照抄下面记录中从含有“In this exercise you will tag the slender”的那一行起直到记录末尾的所有行，首尾两行都要包括在内。

━━ 输入数据 ━━

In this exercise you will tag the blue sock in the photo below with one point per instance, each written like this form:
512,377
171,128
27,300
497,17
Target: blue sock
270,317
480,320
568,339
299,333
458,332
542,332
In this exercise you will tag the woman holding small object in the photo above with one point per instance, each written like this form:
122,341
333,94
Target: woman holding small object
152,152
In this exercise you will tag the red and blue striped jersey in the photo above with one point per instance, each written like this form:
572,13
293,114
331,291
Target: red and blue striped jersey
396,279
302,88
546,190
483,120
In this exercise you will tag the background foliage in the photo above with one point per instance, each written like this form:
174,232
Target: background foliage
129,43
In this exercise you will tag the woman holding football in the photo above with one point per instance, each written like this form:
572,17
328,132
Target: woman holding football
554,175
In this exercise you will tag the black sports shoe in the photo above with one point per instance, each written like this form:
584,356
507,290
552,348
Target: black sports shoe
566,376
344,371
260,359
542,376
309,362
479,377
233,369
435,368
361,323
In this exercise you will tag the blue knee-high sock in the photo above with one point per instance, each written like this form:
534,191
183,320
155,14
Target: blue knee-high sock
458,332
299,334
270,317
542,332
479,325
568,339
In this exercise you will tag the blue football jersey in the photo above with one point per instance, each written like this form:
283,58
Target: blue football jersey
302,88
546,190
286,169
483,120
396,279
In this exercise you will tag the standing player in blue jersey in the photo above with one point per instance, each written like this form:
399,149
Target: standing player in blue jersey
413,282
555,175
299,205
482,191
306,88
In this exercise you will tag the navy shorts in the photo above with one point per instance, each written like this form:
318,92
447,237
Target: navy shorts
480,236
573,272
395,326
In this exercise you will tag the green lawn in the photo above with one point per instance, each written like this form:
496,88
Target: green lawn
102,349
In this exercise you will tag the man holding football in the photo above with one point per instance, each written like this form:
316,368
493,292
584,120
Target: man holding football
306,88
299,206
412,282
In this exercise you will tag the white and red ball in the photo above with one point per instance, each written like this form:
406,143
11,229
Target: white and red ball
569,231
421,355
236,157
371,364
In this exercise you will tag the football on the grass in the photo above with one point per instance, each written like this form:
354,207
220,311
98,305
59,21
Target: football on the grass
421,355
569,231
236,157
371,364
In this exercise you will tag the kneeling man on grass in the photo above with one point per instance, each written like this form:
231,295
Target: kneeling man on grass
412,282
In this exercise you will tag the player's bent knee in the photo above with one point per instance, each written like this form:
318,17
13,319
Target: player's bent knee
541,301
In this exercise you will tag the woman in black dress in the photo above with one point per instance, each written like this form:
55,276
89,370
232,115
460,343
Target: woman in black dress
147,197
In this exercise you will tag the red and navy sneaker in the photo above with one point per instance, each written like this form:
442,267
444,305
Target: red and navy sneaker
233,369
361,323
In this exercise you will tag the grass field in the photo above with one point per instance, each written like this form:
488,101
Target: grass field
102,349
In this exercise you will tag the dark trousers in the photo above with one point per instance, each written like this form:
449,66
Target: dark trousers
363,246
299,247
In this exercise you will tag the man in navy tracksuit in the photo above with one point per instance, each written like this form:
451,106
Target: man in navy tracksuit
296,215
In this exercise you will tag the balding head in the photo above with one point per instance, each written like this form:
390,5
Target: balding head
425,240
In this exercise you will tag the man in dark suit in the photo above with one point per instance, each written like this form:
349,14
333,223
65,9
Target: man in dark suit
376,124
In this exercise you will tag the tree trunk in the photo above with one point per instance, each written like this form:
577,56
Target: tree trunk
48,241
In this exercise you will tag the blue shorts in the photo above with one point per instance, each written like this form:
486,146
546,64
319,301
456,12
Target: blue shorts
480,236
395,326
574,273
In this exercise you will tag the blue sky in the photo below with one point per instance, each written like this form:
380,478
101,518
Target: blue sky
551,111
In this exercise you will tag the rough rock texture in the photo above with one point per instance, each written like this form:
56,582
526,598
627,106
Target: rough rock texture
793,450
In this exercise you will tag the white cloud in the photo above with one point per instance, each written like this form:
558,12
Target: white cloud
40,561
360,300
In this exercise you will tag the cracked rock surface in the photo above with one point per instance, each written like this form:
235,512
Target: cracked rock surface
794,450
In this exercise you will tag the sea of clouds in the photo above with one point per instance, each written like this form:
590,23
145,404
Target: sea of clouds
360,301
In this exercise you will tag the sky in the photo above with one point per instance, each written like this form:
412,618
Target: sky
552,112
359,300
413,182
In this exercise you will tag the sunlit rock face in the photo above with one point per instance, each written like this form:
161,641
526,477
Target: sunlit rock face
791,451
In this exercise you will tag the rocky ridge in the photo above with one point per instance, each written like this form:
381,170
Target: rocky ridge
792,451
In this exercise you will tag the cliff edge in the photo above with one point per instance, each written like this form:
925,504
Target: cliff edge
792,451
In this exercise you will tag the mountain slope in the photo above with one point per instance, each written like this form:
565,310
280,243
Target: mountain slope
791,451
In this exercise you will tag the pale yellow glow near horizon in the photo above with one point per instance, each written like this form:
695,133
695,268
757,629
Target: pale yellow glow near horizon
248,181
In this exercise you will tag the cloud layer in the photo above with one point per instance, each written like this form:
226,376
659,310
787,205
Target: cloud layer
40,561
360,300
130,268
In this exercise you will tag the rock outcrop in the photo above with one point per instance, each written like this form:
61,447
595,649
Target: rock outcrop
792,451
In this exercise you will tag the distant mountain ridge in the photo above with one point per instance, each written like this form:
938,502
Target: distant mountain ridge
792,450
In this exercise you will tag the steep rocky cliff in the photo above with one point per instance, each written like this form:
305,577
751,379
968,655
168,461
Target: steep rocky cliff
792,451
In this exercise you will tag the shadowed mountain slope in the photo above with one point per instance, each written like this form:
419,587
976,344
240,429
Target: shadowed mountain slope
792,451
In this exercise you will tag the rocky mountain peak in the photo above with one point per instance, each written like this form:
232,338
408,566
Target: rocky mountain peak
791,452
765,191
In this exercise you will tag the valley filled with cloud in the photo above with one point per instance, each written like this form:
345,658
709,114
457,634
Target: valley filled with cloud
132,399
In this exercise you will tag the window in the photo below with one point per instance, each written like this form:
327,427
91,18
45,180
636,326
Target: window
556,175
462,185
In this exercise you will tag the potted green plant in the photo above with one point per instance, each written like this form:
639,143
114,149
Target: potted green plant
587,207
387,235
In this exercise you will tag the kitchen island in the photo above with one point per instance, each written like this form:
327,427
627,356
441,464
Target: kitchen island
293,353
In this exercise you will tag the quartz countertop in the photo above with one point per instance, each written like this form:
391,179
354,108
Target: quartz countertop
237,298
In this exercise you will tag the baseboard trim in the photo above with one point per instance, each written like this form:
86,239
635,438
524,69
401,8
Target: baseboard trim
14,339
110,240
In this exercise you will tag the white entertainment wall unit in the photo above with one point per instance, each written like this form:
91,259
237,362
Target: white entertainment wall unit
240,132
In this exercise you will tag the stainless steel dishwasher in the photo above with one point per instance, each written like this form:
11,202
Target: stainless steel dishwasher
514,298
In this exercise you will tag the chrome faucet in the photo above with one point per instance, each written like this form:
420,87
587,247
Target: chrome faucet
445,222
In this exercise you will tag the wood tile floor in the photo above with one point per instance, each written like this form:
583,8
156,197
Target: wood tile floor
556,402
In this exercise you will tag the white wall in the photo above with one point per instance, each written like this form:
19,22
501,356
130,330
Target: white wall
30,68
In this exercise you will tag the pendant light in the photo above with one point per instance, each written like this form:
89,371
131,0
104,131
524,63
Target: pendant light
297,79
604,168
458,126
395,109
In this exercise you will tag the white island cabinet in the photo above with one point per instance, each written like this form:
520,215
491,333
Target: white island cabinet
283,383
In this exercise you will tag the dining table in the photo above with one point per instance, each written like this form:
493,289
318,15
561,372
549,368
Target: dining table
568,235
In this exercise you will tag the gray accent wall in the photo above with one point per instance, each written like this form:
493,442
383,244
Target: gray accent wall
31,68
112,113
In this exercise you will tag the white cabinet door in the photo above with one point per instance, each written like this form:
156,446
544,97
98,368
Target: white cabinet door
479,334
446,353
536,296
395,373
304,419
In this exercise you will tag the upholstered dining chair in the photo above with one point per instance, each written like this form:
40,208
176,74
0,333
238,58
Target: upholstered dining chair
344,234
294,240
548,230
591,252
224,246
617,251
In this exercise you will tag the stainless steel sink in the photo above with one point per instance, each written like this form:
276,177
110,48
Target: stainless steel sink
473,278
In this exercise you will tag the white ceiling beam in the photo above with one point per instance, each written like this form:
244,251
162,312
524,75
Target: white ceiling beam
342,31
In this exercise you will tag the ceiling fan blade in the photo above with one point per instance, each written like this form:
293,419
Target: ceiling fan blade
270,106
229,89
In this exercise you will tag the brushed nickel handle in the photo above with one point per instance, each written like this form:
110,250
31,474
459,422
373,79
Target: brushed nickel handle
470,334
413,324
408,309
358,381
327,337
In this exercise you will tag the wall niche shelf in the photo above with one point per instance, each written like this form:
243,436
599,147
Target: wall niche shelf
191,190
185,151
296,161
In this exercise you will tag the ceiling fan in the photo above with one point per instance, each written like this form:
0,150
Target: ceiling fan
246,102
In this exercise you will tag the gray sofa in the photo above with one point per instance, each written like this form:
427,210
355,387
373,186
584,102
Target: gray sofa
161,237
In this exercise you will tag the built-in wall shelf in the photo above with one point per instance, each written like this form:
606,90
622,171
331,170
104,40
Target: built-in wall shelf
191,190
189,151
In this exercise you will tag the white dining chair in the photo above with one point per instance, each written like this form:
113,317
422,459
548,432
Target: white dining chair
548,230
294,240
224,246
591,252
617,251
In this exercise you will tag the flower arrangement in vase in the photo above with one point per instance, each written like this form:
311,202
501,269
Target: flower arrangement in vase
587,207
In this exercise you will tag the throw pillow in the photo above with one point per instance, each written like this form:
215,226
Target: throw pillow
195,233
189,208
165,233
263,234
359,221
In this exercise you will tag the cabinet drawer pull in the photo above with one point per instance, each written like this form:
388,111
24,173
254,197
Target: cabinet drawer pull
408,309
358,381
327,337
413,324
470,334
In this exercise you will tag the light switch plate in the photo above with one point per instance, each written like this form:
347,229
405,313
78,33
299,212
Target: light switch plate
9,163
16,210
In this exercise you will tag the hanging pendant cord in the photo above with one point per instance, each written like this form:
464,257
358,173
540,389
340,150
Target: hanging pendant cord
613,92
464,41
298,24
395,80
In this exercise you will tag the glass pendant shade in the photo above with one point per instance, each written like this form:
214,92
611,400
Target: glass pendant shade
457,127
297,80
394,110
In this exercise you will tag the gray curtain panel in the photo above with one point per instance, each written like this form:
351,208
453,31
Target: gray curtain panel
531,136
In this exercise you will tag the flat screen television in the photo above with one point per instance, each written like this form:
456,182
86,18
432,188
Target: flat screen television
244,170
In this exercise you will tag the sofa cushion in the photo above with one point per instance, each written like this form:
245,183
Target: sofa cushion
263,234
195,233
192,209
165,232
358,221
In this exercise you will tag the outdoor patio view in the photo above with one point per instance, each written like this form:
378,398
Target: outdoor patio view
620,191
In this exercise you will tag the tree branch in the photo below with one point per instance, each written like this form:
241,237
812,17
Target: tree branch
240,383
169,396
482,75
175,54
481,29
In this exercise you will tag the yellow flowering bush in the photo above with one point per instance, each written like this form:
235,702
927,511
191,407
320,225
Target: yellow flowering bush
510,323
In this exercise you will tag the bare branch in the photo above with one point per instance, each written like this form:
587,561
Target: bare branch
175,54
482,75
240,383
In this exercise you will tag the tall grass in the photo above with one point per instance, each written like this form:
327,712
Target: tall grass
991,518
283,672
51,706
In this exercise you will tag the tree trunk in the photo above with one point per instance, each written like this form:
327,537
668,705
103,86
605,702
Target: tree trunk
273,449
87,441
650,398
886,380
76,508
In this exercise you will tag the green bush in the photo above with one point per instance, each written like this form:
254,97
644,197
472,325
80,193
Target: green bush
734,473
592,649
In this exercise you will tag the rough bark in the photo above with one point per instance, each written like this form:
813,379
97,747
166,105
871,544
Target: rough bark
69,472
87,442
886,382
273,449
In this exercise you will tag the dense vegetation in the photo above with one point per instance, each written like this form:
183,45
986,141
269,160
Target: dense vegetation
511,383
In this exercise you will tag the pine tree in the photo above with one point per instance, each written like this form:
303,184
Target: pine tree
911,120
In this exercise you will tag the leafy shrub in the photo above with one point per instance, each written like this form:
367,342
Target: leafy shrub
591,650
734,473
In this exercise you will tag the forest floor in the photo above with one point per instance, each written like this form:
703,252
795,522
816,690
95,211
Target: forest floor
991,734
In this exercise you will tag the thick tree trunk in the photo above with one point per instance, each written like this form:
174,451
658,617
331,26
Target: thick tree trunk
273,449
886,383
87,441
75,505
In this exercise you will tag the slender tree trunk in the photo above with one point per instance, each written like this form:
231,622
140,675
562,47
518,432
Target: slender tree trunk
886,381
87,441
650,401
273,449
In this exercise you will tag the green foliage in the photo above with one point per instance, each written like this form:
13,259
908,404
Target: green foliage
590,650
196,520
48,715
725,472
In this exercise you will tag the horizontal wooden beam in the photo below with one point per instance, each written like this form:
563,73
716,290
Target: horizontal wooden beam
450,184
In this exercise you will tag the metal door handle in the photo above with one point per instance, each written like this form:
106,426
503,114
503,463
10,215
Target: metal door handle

━━━

已解问题 ::
In this exercise you will tag the slender tree trunk in the photo above with one point per instance, each written like this form:
231,622
140,675
562,47
518,432
Target: slender tree trunk
886,381
87,441
650,401
273,449
In this exercise you will tag the green foliage in the photo above with one point per instance, each written like this form:
13,259
908,404
Target: green foliage
590,650
196,520
48,715
725,472
In this exercise you will tag the horizontal wooden beam in the photo below with one point per instance, each written like this form:
563,73
716,290
Target: horizontal wooden beam
450,184
In this exercise you will tag the metal door handle in the photo above with one point per instance, each written like this form:
106,426
503,114
503,463
10,215
Target: metal door handle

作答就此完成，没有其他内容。